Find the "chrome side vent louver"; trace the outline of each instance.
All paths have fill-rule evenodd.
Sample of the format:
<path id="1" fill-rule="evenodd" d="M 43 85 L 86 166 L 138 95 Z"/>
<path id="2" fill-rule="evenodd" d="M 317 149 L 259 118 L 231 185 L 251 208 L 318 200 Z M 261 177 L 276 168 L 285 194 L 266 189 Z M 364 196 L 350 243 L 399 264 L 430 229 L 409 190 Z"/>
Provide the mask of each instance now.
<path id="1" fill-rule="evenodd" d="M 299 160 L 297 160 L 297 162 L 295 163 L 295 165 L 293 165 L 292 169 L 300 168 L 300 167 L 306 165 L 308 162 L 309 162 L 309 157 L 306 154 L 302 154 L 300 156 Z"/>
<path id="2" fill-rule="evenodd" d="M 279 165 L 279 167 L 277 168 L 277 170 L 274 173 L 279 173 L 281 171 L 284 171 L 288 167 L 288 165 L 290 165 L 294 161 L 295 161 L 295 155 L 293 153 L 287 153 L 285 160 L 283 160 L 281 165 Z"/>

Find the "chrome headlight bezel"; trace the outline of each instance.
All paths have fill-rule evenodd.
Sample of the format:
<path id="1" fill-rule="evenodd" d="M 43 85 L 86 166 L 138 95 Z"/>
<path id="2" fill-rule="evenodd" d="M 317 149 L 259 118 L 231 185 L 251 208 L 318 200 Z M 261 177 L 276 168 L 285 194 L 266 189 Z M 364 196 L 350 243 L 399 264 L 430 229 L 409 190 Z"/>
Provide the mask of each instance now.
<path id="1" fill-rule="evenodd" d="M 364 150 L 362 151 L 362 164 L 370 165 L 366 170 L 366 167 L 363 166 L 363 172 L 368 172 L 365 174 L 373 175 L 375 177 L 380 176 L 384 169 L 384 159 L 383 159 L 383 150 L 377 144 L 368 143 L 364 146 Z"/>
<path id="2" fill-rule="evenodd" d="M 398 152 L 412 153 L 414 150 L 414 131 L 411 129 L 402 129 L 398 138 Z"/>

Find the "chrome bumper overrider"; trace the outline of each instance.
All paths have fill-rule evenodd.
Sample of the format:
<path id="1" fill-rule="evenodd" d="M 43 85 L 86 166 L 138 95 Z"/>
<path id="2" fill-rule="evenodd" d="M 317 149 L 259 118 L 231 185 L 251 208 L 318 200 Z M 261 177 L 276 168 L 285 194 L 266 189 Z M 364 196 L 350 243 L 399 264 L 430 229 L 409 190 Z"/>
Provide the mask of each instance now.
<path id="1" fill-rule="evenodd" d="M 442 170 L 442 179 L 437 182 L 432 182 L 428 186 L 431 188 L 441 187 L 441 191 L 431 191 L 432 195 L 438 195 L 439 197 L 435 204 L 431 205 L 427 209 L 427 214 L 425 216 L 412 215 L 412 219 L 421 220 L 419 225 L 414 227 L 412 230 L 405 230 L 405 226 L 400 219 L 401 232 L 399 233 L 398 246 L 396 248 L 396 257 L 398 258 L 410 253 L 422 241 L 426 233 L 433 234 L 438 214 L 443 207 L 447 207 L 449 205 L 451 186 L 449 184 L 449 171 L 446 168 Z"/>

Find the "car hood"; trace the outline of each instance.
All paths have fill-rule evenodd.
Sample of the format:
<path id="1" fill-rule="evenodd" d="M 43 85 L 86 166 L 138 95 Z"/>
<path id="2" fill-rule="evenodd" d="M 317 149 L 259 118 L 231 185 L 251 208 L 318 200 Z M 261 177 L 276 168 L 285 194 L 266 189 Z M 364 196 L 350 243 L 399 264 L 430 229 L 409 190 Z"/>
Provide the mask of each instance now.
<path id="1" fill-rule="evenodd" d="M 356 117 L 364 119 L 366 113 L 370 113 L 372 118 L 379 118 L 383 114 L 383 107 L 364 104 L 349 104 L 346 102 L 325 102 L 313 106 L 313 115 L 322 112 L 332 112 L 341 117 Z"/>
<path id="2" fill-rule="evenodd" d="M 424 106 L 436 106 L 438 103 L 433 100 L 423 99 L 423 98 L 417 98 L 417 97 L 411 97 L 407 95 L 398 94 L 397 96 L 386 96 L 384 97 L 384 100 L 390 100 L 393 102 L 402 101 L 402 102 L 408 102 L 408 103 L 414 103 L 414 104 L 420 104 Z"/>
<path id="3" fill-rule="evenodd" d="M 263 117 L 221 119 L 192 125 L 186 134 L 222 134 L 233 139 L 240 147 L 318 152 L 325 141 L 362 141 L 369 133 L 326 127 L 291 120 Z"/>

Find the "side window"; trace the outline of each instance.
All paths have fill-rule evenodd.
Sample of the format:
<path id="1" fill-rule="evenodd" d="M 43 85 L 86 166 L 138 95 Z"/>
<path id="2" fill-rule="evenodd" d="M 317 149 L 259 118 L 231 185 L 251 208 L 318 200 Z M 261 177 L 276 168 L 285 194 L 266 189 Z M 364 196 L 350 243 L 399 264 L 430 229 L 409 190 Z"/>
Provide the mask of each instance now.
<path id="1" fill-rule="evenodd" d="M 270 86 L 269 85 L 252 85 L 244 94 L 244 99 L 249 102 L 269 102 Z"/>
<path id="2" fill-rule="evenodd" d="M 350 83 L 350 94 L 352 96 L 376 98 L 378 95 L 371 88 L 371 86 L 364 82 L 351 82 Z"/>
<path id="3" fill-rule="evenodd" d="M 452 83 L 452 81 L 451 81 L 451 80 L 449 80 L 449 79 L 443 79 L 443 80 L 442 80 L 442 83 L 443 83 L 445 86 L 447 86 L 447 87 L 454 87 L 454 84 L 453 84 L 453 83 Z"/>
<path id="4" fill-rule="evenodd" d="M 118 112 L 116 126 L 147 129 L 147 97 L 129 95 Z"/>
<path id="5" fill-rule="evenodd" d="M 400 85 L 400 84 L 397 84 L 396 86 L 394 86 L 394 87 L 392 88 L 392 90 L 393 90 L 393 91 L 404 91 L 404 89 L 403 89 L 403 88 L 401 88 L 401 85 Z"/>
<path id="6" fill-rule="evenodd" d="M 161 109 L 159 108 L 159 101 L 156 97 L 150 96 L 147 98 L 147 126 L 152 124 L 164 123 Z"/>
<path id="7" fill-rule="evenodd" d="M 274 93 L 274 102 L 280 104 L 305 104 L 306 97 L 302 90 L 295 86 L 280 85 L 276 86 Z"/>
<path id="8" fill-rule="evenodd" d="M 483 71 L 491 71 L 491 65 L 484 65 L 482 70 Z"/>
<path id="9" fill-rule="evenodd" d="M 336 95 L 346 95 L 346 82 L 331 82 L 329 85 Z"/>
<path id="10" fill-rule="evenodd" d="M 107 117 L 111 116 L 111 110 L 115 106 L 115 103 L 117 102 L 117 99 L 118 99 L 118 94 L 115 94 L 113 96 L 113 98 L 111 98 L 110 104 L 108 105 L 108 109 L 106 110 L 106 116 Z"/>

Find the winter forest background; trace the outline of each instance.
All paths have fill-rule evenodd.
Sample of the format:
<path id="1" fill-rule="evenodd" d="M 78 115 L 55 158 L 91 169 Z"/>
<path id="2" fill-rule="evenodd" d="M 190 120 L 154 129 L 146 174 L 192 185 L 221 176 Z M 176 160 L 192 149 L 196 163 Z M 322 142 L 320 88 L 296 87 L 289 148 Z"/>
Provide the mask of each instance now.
*-*-*
• _What you will do_: Return all of the listing above exactly, leaving nothing out.

• _Problem solution_:
Find the "chrome side vent louver"; trace the outline of each instance.
All paths have fill-rule evenodd.
Sample of the format:
<path id="1" fill-rule="evenodd" d="M 43 85 L 86 166 L 138 95 Z"/>
<path id="2" fill-rule="evenodd" d="M 317 149 L 259 118 L 231 185 L 251 208 L 318 200 Z M 261 177 L 276 168 L 285 194 L 266 189 Z M 364 196 L 350 243 L 399 264 L 430 229 L 409 190 Z"/>
Provide the mask of each instance now.
<path id="1" fill-rule="evenodd" d="M 299 160 L 297 160 L 297 162 L 295 163 L 295 165 L 293 165 L 292 169 L 300 168 L 300 167 L 306 165 L 308 162 L 309 162 L 309 157 L 306 154 L 302 154 L 300 156 Z"/>
<path id="2" fill-rule="evenodd" d="M 279 165 L 279 167 L 277 168 L 277 170 L 274 173 L 279 173 L 281 171 L 284 171 L 288 167 L 288 165 L 290 165 L 294 161 L 295 161 L 295 155 L 293 153 L 287 153 L 285 160 L 283 160 L 281 165 Z"/>

Find the "chrome headlight bezel"; trace the outline of each instance.
All paths have fill-rule evenodd.
Sample of the format:
<path id="1" fill-rule="evenodd" d="M 43 85 L 86 166 L 138 95 Z"/>
<path id="2" fill-rule="evenodd" d="M 317 149 L 259 118 L 231 185 L 251 208 L 318 200 Z M 261 177 L 276 168 L 285 194 L 266 189 Z M 364 196 L 350 243 L 399 264 L 430 229 L 409 190 Z"/>
Provide the mask of each instance now.
<path id="1" fill-rule="evenodd" d="M 364 150 L 362 151 L 362 164 L 370 165 L 366 170 L 366 167 L 363 166 L 363 172 L 368 172 L 365 174 L 373 175 L 375 177 L 380 176 L 384 169 L 384 159 L 383 159 L 383 150 L 377 144 L 368 143 L 364 146 Z"/>
<path id="2" fill-rule="evenodd" d="M 398 152 L 412 153 L 414 150 L 414 131 L 411 129 L 402 129 L 398 138 Z"/>

Find the "chrome bumper overrider"; trace the outline of each instance.
All paths have fill-rule evenodd.
Sample of the format:
<path id="1" fill-rule="evenodd" d="M 43 85 L 86 166 L 138 95 Z"/>
<path id="2" fill-rule="evenodd" d="M 317 149 L 259 118 L 231 185 L 251 208 L 318 200 Z M 261 177 L 276 168 L 285 194 L 266 189 Z M 364 196 L 350 243 L 399 264 L 430 229 L 409 190 Z"/>
Provide the mask of each instance now.
<path id="1" fill-rule="evenodd" d="M 442 170 L 442 179 L 437 182 L 432 182 L 428 186 L 431 188 L 441 187 L 441 191 L 431 191 L 432 195 L 438 195 L 439 197 L 435 204 L 431 205 L 427 209 L 427 214 L 425 216 L 412 215 L 412 219 L 421 220 L 419 225 L 414 227 L 412 230 L 405 230 L 405 226 L 400 219 L 401 232 L 399 233 L 398 246 L 396 248 L 396 257 L 398 258 L 410 253 L 422 241 L 426 233 L 433 234 L 438 214 L 443 207 L 447 207 L 449 205 L 451 186 L 449 184 L 449 171 L 446 168 Z"/>

Find the "car hood"; trace the outline of each instance.
All paths have fill-rule evenodd.
Sample of the format:
<path id="1" fill-rule="evenodd" d="M 43 85 L 86 166 L 138 95 Z"/>
<path id="2" fill-rule="evenodd" d="M 317 149 L 259 118 L 231 185 L 251 208 L 318 200 Z M 261 177 L 276 168 L 285 194 L 266 189 Z M 364 196 L 350 243 L 399 264 L 430 229 L 409 190 Z"/>
Provide the mask of each instance now.
<path id="1" fill-rule="evenodd" d="M 356 117 L 364 119 L 366 113 L 370 113 L 372 118 L 379 118 L 383 114 L 383 107 L 364 104 L 349 104 L 346 102 L 325 102 L 313 106 L 313 115 L 322 112 L 332 112 L 341 117 Z"/>
<path id="2" fill-rule="evenodd" d="M 424 106 L 436 106 L 438 103 L 433 100 L 423 99 L 423 98 L 417 98 L 417 97 L 411 97 L 407 95 L 398 94 L 397 96 L 386 96 L 384 97 L 384 100 L 390 100 L 393 102 L 402 101 L 402 102 L 408 102 L 408 103 L 414 103 L 414 104 L 420 104 Z"/>
<path id="3" fill-rule="evenodd" d="M 263 117 L 221 119 L 192 125 L 186 134 L 222 134 L 233 139 L 240 147 L 318 152 L 325 141 L 362 141 L 369 133 L 326 127 L 291 120 Z"/>

Find the "side window"; trace the outline of each instance.
All paths have fill-rule evenodd.
Sample of the format:
<path id="1" fill-rule="evenodd" d="M 43 85 L 86 166 L 138 95 Z"/>
<path id="2" fill-rule="evenodd" d="M 317 149 L 259 118 L 231 185 L 251 208 L 318 200 Z M 261 177 L 276 168 L 285 194 L 266 189 Z M 364 196 L 350 243 L 399 264 L 430 229 L 409 190 Z"/>
Provide the mask of each instance now.
<path id="1" fill-rule="evenodd" d="M 270 86 L 269 85 L 252 85 L 244 94 L 244 99 L 249 102 L 269 102 Z"/>
<path id="2" fill-rule="evenodd" d="M 350 83 L 350 94 L 352 96 L 376 98 L 378 95 L 371 88 L 371 86 L 364 82 L 351 82 Z"/>
<path id="3" fill-rule="evenodd" d="M 452 83 L 452 81 L 451 81 L 451 80 L 449 80 L 449 79 L 443 79 L 443 80 L 442 80 L 442 83 L 443 83 L 445 86 L 447 86 L 447 87 L 454 87 L 454 84 L 453 84 L 453 83 Z"/>
<path id="4" fill-rule="evenodd" d="M 118 112 L 116 126 L 147 129 L 147 97 L 129 95 Z"/>
<path id="5" fill-rule="evenodd" d="M 400 85 L 400 84 L 397 84 L 396 86 L 394 86 L 394 87 L 392 88 L 392 90 L 393 90 L 393 91 L 404 91 L 404 89 L 403 89 L 403 88 L 401 88 L 401 85 Z"/>
<path id="6" fill-rule="evenodd" d="M 161 109 L 159 108 L 159 101 L 156 97 L 150 96 L 147 98 L 147 126 L 152 124 L 164 123 Z"/>
<path id="7" fill-rule="evenodd" d="M 274 93 L 274 102 L 280 104 L 305 104 L 306 97 L 302 90 L 295 86 L 280 85 L 276 86 Z"/>
<path id="8" fill-rule="evenodd" d="M 483 71 L 491 71 L 491 65 L 484 65 L 482 70 Z"/>
<path id="9" fill-rule="evenodd" d="M 336 95 L 346 95 L 346 82 L 331 82 L 329 85 Z"/>
<path id="10" fill-rule="evenodd" d="M 107 117 L 111 116 L 111 110 L 115 106 L 115 103 L 117 102 L 117 99 L 118 99 L 118 94 L 115 94 L 113 96 L 113 98 L 111 98 L 110 104 L 108 105 L 108 109 L 106 110 L 106 116 Z"/>

Find the winter forest background; trace the outline of each instance.
All paths have fill-rule evenodd.
Sample of the format:
<path id="1" fill-rule="evenodd" d="M 78 115 L 55 158 L 91 169 Z"/>
<path id="2" fill-rule="evenodd" d="M 190 120 L 154 129 L 146 174 L 192 185 L 221 176 Z M 176 160 L 192 149 L 196 163 Z M 322 142 L 320 88 L 296 87 L 289 148 Z"/>
Provide the mask of each instance now.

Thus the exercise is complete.